WHAT TO DO
1. Name every band other than Vox Vocis that the band profile mentions.
2. Pick out each line of the rows that contains the string "written" and copy those lines.

SOURCE TEXT
+ + +

Exclusive: Vox Vocis Tour Diary #1

Brought together from all over Texas, Vox Vocis is what happens when The Mars Volta meets Coheed and Cambria. The group has been together for the last four years, passionately chasing their dreams of stardom with hard work in the lively music community of Houston, where they have created undeniable, in-your-face progressive rock. With years of brotherhood behind them, Vox Vocis is set up for a release you can’t miss and a tour that you have to see.

Produced and recorded by Stephen Adwell of AMR Studios, and mastered by Mike Watts (Theory of a Deadman, The Dear Hunter, Story of the Year), the band’s first release, In The Arms of the Sun, was released January 22, 2016.

“The record is a culmination of things set in motion four years back. Besides containing a story we wrote as a band, it contains four years of struggle; the empty venues, the endless drives, and the times we thought we were done, but came back better for it. We want people to hear the tale we’ve put together, and through it hear the love we put into the album in the years that we wrote it,” explains drummer Zachary Burton.

+ + +

Data pulled from a collection:
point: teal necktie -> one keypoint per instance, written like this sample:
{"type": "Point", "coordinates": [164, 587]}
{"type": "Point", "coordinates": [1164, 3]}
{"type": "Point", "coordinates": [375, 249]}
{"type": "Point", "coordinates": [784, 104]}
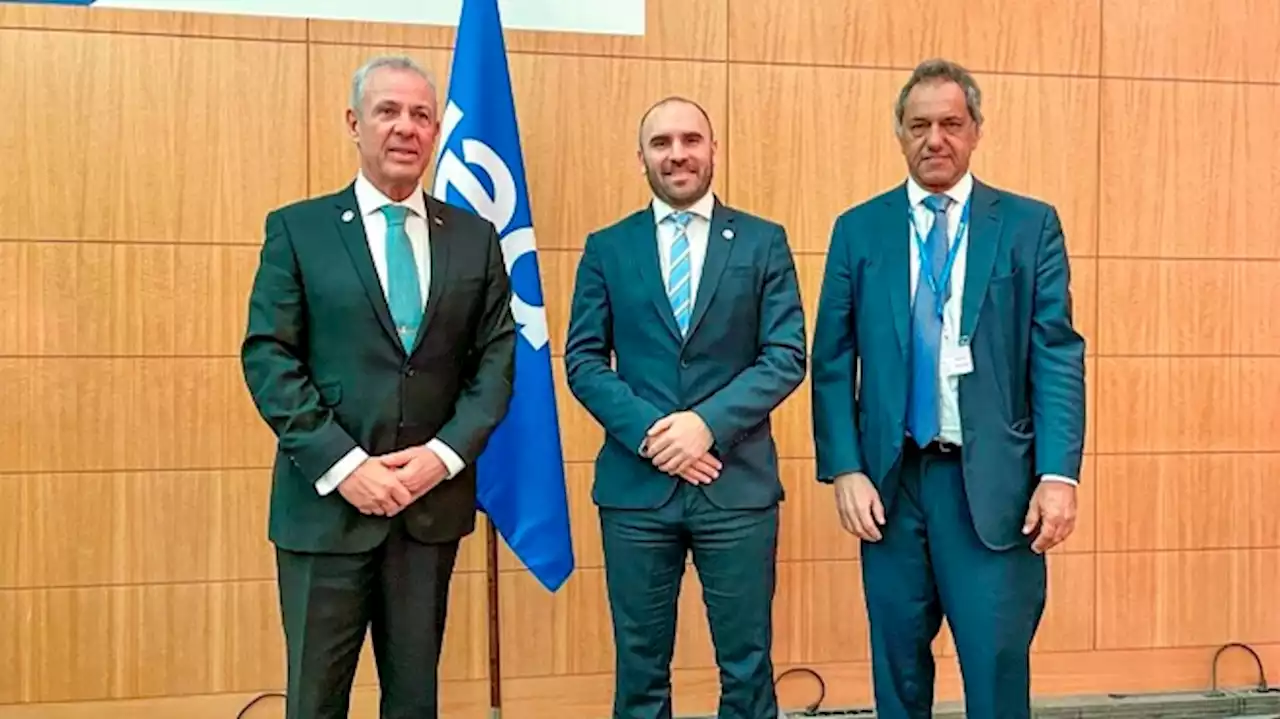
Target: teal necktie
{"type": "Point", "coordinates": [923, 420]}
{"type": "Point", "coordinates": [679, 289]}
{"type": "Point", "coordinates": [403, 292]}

+ + +

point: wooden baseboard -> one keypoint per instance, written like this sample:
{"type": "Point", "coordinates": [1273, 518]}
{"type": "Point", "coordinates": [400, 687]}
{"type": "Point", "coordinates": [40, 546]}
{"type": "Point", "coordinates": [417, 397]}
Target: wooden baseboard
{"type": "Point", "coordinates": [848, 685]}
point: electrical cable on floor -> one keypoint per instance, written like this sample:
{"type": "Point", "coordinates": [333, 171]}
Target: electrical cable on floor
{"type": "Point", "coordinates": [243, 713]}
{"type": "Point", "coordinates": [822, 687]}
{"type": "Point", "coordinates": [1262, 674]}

+ + +

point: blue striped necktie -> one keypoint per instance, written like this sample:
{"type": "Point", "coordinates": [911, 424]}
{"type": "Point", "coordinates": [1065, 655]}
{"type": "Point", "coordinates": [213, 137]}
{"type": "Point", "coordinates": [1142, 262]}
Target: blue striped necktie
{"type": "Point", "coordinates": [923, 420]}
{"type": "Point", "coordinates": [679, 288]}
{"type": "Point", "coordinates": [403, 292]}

+ + +

SOLUTIONS TO THE TASKS
1.
The Mars Volta
Coheed and Cambria
Theory of a Deadman
The Dear Hunter
Story of the Year

2.
point: teal necktie -> one keypoint per instance, written like this sample:
point: wooden baseboard -> one keypoint per instance, written like this sample:
point: electrical cable on floor -> one keypoint per instance, written like this sample:
point: blue striped necktie -> one keypoint per instance, written like this sample:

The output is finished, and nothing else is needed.